§ **Given passage**

##############################

Interview with Newark Mayoral Candidate Ras Baraka

Friday, 10 January 2014 21:23 Local Talk News Editor

NOTE: This interview was conducted just days before the passing of one-time Poet Laureate Amiri Baraka. Local Talk extends its condolences to the Baraka family.

This week, we are concluding our series of interviews with those who have announced their candidacy for the position of mayor in Newark. We have already published interviews with Shavar Jefferies, Darrin Sharif, and Anibal Ramos. For this edition, we are interviewing Ras Baraka.

Dhiren Shah: Welcome to this interview Mr. Baraka. What qualifies you to run for Mayor of Newark, the largest city in New Jersey?

Ras Baraka: What qualifies me? (Chuckles) I am an organizer and community activist for two decades. I am an educator in Newark. I know what the people of Newark need. I organized with their families, their children. I have been a deputy mayor, I have been a councilman-at-large, and I know how government works. I think this time Newark doesn't need a manager, doesn't need a police officer, doesn't need a lawyer. It needs a transformation leader. I am the transformation leader the city needs. The same work we have done at Central High School is the same thing we have to expand throughout the city.

DS: Do you support having two public or private jobs at the same time?

RB: Most Americans have two or three jobs. Double dipping means you have two elected jobs, with the same person getting paid twice. I am a public school employee. I applied for it and was hired. I was not elected there or appointed there. I filled out an application, interviewed, worked as a teacher for 10 years, became vice principal and became principal. Then, I ran for office as South Ward Councilman and was elected. The constituents knew that I was a high school principal at Central High School. They elected me anyway. When I become mayor, I will be taking a pay cut. I lose.

DS: According to news (flyer) you have been absent from Council Meetings more than 30 days including a budget hearing. What is your comment about that?

##############################

§ **Task item A**
Answer these from the Baraka interview:
(i) Which three candidates had Local Talk already interviewed before this edition?
(ii) For how many years did Baraka work as a teacher?
(iii) To what office was Baraka elected after becoming principal?
§ **Task item B**
Transcribe the portion of the Baraka interview starting at "DS: According to" and ending at "comment about that?".
§ **Task item C**
Name every person mentioned by name in the Baraka interview.

##############################

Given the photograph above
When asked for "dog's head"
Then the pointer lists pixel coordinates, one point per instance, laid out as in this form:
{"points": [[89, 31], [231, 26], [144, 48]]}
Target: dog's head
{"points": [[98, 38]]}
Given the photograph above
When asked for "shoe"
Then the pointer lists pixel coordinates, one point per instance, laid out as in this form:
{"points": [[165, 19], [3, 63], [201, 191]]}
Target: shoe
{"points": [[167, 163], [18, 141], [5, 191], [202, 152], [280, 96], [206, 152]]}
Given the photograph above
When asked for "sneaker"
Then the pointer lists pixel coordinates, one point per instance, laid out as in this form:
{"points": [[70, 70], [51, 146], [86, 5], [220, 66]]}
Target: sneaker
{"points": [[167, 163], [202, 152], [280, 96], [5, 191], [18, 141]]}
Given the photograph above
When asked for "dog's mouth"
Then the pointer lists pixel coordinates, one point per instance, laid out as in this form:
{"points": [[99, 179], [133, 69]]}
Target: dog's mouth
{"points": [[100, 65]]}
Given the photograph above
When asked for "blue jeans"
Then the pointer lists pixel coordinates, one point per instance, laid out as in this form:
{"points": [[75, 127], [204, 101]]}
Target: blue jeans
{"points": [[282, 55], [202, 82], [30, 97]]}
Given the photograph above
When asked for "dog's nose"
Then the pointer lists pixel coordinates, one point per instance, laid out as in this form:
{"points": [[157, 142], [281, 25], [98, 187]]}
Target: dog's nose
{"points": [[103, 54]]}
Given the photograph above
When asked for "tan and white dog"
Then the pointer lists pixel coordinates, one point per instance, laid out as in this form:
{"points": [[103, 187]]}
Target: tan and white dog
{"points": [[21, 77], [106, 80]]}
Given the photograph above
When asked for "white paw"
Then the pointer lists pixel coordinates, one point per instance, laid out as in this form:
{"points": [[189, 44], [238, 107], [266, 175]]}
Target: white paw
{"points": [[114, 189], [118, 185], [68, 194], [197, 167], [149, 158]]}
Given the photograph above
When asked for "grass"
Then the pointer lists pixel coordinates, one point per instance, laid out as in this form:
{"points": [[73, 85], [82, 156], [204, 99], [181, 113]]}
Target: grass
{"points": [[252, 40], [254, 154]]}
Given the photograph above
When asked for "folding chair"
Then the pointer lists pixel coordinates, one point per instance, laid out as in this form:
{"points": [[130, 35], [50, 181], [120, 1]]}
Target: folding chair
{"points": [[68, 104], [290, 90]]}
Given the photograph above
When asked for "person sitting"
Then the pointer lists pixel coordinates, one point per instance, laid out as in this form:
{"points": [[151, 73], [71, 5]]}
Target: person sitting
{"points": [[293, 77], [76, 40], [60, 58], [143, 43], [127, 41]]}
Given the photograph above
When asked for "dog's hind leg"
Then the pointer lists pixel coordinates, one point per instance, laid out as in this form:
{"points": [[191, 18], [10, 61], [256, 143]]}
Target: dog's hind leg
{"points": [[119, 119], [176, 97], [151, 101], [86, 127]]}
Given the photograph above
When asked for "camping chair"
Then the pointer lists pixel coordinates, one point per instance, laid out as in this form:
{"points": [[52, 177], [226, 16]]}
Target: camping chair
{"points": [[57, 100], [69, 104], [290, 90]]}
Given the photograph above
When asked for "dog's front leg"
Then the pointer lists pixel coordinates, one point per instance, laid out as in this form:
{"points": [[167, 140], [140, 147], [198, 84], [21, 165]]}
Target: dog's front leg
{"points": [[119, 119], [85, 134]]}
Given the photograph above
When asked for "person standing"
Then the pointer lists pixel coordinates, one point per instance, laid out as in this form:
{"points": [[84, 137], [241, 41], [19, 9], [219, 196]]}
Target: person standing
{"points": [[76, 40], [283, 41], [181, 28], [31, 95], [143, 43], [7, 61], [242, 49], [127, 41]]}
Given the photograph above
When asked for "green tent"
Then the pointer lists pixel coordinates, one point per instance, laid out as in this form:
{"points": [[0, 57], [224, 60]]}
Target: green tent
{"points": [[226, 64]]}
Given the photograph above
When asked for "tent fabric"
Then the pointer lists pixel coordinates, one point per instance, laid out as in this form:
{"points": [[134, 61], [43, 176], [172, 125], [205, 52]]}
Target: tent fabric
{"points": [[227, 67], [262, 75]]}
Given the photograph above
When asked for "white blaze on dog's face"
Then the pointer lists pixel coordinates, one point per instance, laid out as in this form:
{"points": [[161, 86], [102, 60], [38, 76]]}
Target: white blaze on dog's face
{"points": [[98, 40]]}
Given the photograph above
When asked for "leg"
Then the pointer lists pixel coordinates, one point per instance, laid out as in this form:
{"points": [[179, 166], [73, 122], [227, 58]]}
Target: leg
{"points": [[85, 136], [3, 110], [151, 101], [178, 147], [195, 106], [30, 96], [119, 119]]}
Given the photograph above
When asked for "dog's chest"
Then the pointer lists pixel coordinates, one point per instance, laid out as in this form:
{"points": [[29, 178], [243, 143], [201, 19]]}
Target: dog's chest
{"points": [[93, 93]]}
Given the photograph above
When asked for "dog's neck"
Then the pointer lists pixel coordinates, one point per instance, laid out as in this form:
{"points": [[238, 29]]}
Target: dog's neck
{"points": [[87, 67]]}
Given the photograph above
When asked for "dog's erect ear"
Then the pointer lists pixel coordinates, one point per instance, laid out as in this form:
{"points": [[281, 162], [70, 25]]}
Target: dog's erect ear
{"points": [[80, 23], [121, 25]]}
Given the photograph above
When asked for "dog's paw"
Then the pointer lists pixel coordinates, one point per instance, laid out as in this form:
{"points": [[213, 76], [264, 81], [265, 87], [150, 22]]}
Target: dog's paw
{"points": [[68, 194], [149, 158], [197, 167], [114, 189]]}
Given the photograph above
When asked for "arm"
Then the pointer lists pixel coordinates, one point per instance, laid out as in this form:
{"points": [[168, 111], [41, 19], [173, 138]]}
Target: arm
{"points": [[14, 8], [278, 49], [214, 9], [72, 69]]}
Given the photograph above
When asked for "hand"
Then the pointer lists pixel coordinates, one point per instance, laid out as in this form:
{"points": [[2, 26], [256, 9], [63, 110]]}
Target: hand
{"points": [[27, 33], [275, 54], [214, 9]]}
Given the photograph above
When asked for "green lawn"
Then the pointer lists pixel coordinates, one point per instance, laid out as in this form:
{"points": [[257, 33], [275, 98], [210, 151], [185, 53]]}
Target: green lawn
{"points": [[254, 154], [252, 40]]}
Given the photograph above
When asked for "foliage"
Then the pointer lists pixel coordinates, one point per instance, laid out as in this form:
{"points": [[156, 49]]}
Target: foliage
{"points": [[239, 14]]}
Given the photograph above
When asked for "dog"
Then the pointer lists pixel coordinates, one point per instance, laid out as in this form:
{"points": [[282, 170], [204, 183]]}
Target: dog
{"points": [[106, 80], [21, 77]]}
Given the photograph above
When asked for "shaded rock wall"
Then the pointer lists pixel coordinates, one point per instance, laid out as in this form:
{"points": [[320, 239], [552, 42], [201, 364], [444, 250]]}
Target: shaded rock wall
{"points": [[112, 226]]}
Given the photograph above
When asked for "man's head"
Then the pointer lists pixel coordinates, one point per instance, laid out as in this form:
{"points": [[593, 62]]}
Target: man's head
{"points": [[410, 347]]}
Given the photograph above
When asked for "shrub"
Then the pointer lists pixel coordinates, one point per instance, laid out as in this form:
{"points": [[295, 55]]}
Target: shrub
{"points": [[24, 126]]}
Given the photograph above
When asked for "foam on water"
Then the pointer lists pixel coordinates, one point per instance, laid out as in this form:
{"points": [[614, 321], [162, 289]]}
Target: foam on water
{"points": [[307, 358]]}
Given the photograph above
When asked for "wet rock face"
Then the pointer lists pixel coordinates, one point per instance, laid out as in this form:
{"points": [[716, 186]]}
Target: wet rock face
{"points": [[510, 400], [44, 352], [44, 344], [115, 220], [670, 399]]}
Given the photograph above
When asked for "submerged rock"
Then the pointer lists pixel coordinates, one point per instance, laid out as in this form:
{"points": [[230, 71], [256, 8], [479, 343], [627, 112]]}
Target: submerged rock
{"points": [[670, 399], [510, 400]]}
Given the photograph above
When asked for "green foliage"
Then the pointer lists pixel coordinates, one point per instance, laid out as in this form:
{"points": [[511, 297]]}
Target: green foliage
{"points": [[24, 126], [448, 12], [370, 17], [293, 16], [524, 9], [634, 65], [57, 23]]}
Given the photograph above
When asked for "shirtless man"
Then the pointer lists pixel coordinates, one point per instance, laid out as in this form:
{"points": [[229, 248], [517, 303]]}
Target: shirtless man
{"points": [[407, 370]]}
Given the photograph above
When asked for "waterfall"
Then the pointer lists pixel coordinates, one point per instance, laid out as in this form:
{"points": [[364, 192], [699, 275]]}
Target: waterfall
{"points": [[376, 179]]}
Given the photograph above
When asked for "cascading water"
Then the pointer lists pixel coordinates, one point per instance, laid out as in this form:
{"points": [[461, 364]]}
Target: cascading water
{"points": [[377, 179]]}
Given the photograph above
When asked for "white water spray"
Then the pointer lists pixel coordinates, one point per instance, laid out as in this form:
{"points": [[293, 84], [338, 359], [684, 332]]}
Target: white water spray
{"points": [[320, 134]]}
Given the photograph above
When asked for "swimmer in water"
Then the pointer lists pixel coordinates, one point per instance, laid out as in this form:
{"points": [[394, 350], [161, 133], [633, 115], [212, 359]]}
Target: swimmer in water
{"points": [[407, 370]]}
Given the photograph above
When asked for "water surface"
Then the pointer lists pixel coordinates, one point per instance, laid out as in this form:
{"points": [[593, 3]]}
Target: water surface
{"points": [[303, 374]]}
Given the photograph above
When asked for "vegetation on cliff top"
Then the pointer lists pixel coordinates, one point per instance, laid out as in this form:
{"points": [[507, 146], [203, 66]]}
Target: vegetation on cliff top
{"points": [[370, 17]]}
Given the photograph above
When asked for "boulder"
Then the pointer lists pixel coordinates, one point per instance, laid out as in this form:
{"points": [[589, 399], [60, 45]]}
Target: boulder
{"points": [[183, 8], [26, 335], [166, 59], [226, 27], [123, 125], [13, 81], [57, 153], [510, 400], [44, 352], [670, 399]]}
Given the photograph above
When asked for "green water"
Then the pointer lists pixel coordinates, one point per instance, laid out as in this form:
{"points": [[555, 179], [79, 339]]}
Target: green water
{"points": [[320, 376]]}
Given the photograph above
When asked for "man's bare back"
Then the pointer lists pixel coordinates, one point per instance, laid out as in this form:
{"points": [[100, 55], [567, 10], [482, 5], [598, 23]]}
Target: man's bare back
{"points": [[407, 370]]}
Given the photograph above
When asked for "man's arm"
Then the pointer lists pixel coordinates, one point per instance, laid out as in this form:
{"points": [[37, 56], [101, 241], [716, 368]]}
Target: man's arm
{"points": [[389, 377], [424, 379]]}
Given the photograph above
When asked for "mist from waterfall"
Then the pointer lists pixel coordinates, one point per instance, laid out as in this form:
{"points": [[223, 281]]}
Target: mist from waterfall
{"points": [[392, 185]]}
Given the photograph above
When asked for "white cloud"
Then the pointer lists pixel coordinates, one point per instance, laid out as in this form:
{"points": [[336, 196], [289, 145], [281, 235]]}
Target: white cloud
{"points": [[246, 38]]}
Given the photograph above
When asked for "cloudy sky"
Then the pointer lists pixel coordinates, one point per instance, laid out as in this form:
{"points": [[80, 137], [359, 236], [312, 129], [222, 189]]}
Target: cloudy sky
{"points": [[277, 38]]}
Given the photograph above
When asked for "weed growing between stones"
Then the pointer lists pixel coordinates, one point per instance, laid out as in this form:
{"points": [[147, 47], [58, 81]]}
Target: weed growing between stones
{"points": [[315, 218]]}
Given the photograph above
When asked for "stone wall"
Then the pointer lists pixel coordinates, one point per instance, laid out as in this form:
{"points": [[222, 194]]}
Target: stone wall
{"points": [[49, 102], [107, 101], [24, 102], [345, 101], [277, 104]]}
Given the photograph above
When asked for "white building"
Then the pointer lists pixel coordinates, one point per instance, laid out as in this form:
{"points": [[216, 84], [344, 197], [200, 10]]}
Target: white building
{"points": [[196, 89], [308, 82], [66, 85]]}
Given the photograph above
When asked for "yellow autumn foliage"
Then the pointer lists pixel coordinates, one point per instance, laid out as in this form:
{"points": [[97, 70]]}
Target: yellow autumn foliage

##############################

§ **Your response A**
(i) Shavar Jefferies, Darrin Sharif, and Anibal Ramos
(ii) 10 years
(iii) South Ward Councilman

§ **Your response B**
DS: According to news (flyer) you have been absent from Council Meetings more than 30 days including a budget hearing. What is your comment about that?

§ **Your response C**
Ras Baraka
Amiri Baraka
Shavar Jefferies
Darrin Sharif
Anibal Ramos
Dhiren Shah